The trade deadline has passed, the Hall-of-Famers have been honored, and now that all those pleasantries are over, it’s time to get back to the action on the field bad news about the sport.
Wait a minute! I still have some unresolved rants regarding the trade deadline. It’s not nice to try to distract my audience with Big News™. I wasn’t done!
Screw it, I’ll go anyway:
One relatively heretofore (and heretoday, too, thanks MLB) unnoticed feature of the A’s recent string of playoff appearances is the immobility of their AL West competitors come the trade deadline. The A’s have been blessed in recent years by a division filled with GMs who do little but twiddle their thumbs in July. It’s not just luck that the A’s outperform these teams in the second half.
This year, the Angels and Rangers both still have decent odds of making the playoffs, but did nothing to improve themselves. Again.
How tough would the Angels be to pitch to if they had Mike Sweeney batting behind Guerrero and Anderson? That really worried me. I’m relieved it didn’t happen. It still could, I guess; can’t imagine too many teams would risk taking on his salary with a waiver claim given his history of back problems. But what would change in August that couldn’t have happened in July?
The only AL West team that did anything this weekend was Seattle. The Mariners now have Bill Bavasi instead of good ‘ol Stand Pat at GM, and Bavasi did a good job of pulling in some talent.
All the Mariner trades look good to me. In particular, the Randy Winn trade really annoys me, both because it improves an A’s rival, but because as a fair-weather Giants fan, I think the trade is just plain stoopid, in so many ways.
First of all, the Giants don’t need Randy Winn. Without Barry Bonds, the Giants are not going to win anything. With Barry Bonds, they don’t need Randy Winn.
Secondly, the difference between Randy Winn (.275/.342/.391/.733) and either of the two men he would replace, Michael Tucker (.260/.338/.399/.737) and Jason Ellison (.276/.331/.385/.716), is small. They’re all the same type of player. Is that small difference worth giving up either Yorvit Torrealba or Jesse Foppert? Maybe, but I don’t think so. Both? No way.
Third, with Foppert, I think they’re making the exact same mistake they made with Joe Nathan. They looked at his year coming off arm surgery and thought he had lost his stuff and was washed up, and traded him. Next year, Nathan’s stuff is back, and he’s an all-star. Wouldn’t surprise me a bit if Foppert did the same thing.
⁂
**Activity:** According to the trade deadline post, who is now the general manager of the Mariners? Please answer briefly. The records have nothing to do with the trade deadline post.
⁂
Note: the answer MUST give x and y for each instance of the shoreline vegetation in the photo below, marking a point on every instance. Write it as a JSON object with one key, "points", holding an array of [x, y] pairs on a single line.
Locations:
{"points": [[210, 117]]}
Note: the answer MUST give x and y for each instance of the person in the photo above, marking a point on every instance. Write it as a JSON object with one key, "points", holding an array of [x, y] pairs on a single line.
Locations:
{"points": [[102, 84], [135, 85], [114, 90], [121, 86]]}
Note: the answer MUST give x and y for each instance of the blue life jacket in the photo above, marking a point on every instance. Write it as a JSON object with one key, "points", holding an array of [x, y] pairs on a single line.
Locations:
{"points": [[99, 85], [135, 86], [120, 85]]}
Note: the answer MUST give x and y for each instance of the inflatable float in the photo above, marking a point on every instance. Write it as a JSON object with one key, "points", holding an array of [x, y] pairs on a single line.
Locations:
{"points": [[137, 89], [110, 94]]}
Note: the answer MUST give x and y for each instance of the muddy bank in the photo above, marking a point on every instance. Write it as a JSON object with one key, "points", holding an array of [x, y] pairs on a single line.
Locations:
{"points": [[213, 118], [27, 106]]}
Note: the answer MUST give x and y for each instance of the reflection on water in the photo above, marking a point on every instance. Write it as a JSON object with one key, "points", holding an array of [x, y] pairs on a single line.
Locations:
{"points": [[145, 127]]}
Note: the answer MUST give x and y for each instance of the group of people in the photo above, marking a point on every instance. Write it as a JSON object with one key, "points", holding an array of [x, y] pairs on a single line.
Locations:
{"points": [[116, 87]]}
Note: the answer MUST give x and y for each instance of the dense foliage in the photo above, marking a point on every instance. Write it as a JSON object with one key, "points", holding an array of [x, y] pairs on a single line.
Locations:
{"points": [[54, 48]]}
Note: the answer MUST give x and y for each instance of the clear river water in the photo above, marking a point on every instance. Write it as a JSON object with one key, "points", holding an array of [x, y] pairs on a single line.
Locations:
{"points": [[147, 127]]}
⁂
**Exercise output:** Bill Bavasi.